2:「あの傑作『カオスシード』を遊ばせてくれたお礼として、次回作も買う」
という感じ。1は次回作を遊ぶこと、2は次回作を買うことが目的です。続編とか何かつながりを持ったゲームに対する私の購入動機は、たいていそう。
 こういう気持ちで次回作を買うのは、本当はおかしい。買った時点で達成される目的なんていうものを、単体では役に立たないゲームに適用するなんて、直観的に変です。ゲームは遊んでナンボ、積んどくだけじゃかわいそう、ってのはよく聞く言葉です。
 正しい態度は「そのゲームがいいと思ったら、その同じゲームを何本も買う」となるでしょう。それが筋というもの。

 でも、変だし正しくないけれど、そうしてるってことは、それが自分のためにいいってことですね。「いい」のはなぜか、をもう少し腑分けしてみると、
A:「同じものを買うのはつまらない」
B:「買ったときは遊ぶつもりがなくても、手元にあればそのうち遊ぶかも知れない」
という二つの理由でそうしているみたいです。最初のはそこで完結してしまう、大したことのない理由で、二つ目の理由が自分の中で重要。これがあることで
面白いゲームに出会う→次回作が出る→買う(2)→遊んでみる(B)→面白かった→……
というループを成り立たせることができるし、たとえ次回作が面白くなかったとしても
次々回作が出る→前のゲームの面白さがまだ余韻を残している→買う(2)→……
でループに再突入する可能性がある。実績評価偏重型、プロ野球の契約更改のようなものですね。「プロ野球の」というのはたまたま年俸の記事をよく見かけたからつけただけで、年俸制度って皆同じですかね。

 次回作に対して期待してないという意味で、こういう動機は保守的というか後ろ向きと言えるでしょうが、なぜそんなふうに考えるようになったんでしょうね。次回作がハズレだったときに悲しまないよう、心の準備をしてるのかも?
 「元来『期待』できない性格だから」という身も蓋もない回答が浮かんできましたが、あまり考えないことにします。というより考えたくありません。それ正解かも知れない。
 だって、すんなり期待できますか(メーカー限定してません。一般論で)? メーカーが同じだってスタッフが共通とは限らない。スタッフが同じだって――って、考えないことにしたっつうのに。やめたやめた。これもまた個人的な問題だ。「裏切られるのが怖いから」ということにしておこう(それもどうかと思うけれども)。

 DCつながりで、上の話から「カプコン、アーケードから撤退」報道につなげられるかと思ったけれど無理でした。いや、日経がDC製造中止のせい、みたいな書き方をしていたもので。コメントがセガ風味。条件付きの否定なんて肯定と同じようなものだ。
 むー、来年度以降、ゲーセンに格闘ゲームって残るんだろうか? それよりゲーセンが残るかどうかを心配すべきかも。


3/17

 Memorial Games更新:てんたま。日記ではゲームらしいゲームにも触れるけれども、こういうのは割とまとめづらい。ギャルゲーはゲーム自体にはほとんど言及せずに済むから文章にしやすいのです。同じことを前にも書いたような。

元データ:

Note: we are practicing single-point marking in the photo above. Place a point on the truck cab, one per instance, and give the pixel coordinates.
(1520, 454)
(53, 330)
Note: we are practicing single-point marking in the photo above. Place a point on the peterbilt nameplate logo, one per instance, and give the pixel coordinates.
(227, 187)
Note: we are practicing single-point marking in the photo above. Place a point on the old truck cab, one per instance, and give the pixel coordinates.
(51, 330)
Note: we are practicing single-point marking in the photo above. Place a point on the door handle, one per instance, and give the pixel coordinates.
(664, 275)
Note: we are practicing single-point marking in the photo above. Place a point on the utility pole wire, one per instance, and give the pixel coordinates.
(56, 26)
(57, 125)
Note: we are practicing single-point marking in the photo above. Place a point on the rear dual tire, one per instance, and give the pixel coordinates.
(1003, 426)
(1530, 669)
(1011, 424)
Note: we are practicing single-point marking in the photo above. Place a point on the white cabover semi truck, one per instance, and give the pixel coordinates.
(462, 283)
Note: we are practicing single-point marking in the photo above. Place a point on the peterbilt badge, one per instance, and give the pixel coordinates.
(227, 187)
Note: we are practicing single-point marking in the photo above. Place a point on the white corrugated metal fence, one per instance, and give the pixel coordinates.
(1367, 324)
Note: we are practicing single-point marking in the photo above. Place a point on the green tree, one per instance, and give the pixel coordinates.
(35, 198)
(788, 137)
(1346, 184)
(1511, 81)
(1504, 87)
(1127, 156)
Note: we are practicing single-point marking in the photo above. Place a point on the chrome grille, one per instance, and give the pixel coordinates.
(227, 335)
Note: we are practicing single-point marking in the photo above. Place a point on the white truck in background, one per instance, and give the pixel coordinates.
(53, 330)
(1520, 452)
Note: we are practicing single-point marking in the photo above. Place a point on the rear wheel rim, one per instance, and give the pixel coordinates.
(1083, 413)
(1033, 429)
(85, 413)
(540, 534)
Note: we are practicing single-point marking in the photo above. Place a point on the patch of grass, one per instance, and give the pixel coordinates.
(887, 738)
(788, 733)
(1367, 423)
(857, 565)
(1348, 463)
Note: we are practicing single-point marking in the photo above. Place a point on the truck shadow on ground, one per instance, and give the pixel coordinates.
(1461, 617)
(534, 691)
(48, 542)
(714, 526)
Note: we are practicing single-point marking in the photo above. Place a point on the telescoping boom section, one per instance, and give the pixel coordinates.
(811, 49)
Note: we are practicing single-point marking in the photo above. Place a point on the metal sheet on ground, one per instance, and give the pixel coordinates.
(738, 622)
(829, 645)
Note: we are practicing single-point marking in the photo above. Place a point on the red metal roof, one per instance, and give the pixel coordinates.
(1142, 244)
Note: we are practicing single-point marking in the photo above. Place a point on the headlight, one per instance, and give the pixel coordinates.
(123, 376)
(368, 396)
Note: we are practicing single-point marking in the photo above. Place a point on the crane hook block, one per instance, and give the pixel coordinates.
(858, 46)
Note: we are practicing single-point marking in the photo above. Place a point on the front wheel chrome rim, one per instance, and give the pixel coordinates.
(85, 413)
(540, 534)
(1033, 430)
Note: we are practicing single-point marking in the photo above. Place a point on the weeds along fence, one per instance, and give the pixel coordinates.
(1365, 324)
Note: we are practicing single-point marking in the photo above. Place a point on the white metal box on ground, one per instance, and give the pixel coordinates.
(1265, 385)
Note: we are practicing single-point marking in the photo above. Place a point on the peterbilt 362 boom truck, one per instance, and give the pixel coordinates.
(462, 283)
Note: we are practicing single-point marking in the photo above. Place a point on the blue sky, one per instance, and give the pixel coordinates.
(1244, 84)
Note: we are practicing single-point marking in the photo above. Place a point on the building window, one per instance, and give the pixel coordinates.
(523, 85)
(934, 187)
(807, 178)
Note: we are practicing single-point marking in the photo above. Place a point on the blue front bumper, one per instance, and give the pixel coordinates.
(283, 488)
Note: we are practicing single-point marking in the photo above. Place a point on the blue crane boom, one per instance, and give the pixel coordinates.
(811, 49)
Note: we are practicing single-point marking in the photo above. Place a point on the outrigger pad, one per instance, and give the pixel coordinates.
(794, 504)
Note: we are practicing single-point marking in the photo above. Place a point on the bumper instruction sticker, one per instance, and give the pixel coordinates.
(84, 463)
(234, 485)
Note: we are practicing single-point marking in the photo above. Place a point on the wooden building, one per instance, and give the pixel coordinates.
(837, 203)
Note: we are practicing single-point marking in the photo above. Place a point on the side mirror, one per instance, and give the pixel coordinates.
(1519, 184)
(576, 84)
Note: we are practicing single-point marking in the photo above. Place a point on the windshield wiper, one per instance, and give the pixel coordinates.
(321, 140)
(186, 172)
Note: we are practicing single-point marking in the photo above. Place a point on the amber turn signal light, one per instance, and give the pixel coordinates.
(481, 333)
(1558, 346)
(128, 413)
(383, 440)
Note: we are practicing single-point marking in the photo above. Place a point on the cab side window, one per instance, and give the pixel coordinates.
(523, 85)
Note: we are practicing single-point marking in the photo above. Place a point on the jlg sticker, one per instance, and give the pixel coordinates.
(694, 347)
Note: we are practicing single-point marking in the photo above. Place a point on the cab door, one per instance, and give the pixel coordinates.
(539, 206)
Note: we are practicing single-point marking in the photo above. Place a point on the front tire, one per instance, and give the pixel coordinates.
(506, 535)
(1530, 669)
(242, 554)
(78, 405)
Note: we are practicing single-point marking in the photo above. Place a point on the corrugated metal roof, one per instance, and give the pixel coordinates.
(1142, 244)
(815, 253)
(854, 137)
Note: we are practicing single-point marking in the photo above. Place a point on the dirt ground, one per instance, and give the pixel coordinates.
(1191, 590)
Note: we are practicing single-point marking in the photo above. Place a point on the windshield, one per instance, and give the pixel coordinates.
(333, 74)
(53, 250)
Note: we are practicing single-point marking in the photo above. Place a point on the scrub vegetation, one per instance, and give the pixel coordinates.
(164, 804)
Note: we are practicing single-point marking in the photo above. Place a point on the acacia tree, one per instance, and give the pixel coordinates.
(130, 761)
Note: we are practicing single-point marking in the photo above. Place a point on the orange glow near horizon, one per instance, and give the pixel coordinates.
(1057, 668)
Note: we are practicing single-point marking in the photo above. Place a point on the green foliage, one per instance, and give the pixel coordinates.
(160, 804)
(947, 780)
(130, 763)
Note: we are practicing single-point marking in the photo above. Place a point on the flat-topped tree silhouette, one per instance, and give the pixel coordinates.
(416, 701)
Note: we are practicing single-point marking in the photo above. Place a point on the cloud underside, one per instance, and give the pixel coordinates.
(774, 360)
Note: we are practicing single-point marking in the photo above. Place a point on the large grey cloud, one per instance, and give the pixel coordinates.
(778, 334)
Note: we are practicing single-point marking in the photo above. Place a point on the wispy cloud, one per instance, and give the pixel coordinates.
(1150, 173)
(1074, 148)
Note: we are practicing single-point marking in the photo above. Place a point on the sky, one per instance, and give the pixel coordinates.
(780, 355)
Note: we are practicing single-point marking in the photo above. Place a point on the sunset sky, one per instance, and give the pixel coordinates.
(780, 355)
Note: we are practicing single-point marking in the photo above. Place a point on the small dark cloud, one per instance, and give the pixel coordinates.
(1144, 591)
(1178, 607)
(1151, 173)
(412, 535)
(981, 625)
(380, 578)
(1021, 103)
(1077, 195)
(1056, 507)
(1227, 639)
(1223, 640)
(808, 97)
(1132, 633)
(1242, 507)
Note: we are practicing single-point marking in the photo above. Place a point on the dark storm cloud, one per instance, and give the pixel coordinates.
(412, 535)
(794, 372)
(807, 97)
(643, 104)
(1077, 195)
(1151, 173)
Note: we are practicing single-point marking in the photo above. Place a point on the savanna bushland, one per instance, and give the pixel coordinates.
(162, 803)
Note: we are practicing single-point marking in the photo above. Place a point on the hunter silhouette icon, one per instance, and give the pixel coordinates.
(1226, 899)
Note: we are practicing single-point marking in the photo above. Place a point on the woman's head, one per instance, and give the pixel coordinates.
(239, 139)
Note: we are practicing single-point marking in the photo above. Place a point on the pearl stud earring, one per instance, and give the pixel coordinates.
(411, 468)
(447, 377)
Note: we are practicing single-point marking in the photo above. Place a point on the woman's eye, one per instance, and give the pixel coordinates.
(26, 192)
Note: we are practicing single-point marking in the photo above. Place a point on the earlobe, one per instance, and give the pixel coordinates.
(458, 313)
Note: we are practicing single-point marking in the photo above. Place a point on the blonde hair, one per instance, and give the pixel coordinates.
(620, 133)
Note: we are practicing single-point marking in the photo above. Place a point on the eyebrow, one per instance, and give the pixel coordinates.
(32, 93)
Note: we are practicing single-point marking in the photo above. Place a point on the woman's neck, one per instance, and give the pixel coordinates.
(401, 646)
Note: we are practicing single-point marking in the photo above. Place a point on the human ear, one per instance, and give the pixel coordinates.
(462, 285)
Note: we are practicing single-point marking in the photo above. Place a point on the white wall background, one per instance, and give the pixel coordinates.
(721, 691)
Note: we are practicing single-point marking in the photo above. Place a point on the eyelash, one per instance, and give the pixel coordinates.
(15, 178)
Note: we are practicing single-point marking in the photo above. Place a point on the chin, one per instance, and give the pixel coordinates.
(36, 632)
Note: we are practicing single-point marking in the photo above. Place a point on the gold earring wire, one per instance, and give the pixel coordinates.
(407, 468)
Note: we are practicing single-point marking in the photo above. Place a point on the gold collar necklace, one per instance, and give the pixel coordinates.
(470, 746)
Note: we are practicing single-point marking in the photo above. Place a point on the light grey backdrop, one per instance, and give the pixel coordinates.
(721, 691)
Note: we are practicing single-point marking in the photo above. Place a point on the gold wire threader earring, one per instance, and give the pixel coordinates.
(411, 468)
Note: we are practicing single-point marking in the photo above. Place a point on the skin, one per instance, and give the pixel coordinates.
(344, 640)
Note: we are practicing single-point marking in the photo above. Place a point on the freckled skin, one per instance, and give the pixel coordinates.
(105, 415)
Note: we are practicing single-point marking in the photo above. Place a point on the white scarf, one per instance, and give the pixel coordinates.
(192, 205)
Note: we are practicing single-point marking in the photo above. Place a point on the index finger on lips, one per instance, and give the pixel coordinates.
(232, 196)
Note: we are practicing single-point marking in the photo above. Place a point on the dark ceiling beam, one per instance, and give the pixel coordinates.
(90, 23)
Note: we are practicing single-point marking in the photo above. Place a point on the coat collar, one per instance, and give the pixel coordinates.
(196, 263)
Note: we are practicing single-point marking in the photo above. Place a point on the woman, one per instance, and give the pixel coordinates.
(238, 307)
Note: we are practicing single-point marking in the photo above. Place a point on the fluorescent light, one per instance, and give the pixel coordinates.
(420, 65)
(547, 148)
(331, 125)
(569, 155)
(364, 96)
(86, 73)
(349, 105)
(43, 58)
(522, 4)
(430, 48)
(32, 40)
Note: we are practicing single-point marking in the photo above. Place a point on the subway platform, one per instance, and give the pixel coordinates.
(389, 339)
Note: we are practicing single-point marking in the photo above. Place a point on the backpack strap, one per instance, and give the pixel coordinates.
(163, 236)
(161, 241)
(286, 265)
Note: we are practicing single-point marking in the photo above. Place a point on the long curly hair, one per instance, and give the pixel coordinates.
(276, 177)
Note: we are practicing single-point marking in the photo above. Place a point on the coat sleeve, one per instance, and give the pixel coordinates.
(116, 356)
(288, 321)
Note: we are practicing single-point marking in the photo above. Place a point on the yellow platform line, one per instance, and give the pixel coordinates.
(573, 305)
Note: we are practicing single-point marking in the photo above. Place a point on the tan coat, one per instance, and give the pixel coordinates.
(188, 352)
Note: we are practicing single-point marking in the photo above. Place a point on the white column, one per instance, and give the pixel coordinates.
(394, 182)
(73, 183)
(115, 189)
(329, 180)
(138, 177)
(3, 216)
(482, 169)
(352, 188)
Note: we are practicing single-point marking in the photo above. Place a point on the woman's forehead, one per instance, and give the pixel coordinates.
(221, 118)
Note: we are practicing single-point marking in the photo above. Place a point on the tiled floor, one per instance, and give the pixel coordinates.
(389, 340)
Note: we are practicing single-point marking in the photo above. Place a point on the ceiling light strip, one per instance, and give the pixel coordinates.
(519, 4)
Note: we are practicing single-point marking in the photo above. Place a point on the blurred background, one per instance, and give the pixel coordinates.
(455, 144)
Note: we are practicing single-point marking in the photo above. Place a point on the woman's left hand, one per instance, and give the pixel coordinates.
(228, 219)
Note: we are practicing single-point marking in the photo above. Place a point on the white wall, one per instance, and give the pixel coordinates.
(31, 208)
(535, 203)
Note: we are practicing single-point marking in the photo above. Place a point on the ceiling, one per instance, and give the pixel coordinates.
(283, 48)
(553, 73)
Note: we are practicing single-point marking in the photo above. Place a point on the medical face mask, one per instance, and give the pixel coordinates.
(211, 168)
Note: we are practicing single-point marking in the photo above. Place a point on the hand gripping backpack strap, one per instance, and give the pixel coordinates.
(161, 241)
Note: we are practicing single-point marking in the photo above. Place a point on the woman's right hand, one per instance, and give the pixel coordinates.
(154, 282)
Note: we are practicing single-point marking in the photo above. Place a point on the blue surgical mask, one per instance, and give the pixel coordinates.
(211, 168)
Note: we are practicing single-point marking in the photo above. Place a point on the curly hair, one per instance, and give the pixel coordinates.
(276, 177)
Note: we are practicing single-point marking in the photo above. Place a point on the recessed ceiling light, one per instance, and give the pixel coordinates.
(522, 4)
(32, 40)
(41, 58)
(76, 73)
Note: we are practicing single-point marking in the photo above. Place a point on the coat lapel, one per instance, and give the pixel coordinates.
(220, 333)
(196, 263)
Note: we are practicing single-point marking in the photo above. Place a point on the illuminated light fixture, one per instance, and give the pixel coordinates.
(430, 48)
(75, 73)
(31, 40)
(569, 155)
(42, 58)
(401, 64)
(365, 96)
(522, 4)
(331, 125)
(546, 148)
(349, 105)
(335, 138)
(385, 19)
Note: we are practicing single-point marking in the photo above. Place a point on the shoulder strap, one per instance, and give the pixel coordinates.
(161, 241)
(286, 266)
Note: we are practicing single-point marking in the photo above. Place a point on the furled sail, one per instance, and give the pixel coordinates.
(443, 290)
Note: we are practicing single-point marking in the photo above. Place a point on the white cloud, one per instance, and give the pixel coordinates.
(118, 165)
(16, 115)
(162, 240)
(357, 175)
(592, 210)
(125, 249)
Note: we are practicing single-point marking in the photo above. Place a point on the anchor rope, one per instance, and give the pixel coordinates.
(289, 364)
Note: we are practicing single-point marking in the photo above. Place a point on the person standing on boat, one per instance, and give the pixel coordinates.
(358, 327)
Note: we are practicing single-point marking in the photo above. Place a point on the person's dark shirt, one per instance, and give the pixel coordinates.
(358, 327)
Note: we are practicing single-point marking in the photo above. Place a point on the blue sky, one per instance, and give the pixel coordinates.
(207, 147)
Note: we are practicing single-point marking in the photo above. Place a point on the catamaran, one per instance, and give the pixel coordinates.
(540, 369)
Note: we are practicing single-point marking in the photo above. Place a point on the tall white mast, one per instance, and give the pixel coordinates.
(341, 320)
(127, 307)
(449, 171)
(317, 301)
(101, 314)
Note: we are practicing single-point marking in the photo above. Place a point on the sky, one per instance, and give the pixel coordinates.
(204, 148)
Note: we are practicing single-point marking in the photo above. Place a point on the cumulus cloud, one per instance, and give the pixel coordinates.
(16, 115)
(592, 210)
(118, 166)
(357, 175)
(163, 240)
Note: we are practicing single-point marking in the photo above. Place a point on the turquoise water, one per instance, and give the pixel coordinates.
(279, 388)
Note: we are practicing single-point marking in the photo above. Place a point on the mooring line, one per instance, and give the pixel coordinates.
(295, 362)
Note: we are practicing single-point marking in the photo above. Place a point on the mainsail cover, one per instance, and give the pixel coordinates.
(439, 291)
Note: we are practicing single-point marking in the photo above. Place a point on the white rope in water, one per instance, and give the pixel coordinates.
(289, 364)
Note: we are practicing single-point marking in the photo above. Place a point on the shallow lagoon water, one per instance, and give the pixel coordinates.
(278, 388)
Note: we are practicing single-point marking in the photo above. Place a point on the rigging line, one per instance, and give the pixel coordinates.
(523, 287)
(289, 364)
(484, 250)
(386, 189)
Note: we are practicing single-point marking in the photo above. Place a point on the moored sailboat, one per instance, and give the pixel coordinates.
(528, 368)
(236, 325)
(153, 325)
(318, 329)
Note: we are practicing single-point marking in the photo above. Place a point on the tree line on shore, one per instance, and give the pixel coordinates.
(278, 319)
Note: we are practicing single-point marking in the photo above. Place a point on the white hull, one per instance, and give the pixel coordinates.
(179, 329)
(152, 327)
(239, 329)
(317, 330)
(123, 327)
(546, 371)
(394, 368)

## [課題 1]
ゲームについての日記文を読み、次の(a)～(c)が本文の内容と合っているかを「はい」か「いいえ」で答えなさい。判断の根拠となる本文の語句をそのまま引用すること。
(a) 筆者は、次回作をこういう気持ちで買うのは本当はおかしいと述べている。
(b) 筆者は、二つの理由のうち「同じものを買うのはつまらない」のほうが自分の中で重要だとしている。
(c) 筆者は、メーカーが同じであればスタッフも共通だと考えている。
## [課題 2]
ゲームについての日記文を、最後の文の後から書き進めなさい。

## [解答 1]
(a) はい。「こういう気持ちで次回作を買うのは、本当はおかしい。」
(b) いいえ。「二つ目の理由が自分の中で重要。」
(c) いいえ。「メーカーが同じだってスタッフが共通とは限らない。」

## [解答 2]
 この際だから『てんたま』ちょっと嫌な話、など。嫌なのは、以下のようなネタを取り上げる私の性格が、なんですが。
 『てんたま』のスタッフロールには、シナリオ監修者として2名が挙がっているのですが、お一人は椎名さんという方です。名前の色分けから見て男性と思われます。
 一方、ゲームの主人公は椎名という名前です。ゲームでは女の子から名前で呼び捨てにされます。台詞には声優さんの声がついてます。「し〜いな☆」って具合に。
 …いい気分だったかもしれませんね。

 念を押しますがこれは嫌な発想です。ゲームを作るにあたって作者がどんなつもりでいたか、それが分かったところで、ゲームから受ける印象は変わらないはずです。私はあまり関連づけないようにしています。ゲームにとってはどうでもいいことのはずだから。そう思っている上で今回やりました。
 まあそれ以前に、名前を呼ばれることのが嬉しいかどうか、その人の名前を呼ぶこととその人を呼ぶことをそんなに簡単にイコールで結んでいいのか、という問題があって、今はそれをわざと無視しましたが。たぶん、世間的には結んでいいんだと思います。それは個人的な問題なんだろう。

 嫌な話その2。情報誌には全く顔を出しませんが、『てんたま』の販売はエレクトロニック・アーツ・スクウェアが担当しています(ゲームには出てくる)。あれ? スクウェア、ギャルゲーに本格的に進出? 遅すぎやしないか? と思いました。
 が、これはデジキューブとのからみがあるのかもしれません。デジキューブでは「Digital Contents Terminal」というデータ配信業をやっていて、その中に「Digital Photo」という画像プリントサービスがあるんですね。で、歌手やアイドルの写真に混じってゲームのキャラクターも選べる。『トリコロールクライシス』に『下級生』に『デッドオアアライブ2HARD-CORE』と、ギャル満載のコンテンツです。その中に『てんたま』も入っていました。
 商品の選択肢は多いに越したことはないかも知れませんが、これはかなり厳しい商売だと思いますよ。一週間ほど前の日経新聞では、モーニング娘のフォト欲しさに渋谷のコンビニに若者が群がったそうですが、「衆人環視のコンビニで『てんたま』の画像をプリントアウトすること」を罰ゲームに賭けたボーリングなどは、白熱すること間違いなしでしょう。


3/12

 全てを知った上でゲームするなんてどこが面白いのか、という問いに対しては
「全てを知っていることと、全てを思うままにできることは違う」
と答えればいいだろうか(おとといの続き)。
 全てを知るだけの者は、その世界に対して力を持たない。彼にできることは、起こったできごとを解釈すること、理由づけすることだけ。しかも、彼にとってはそのことが無上の楽しみなのだった。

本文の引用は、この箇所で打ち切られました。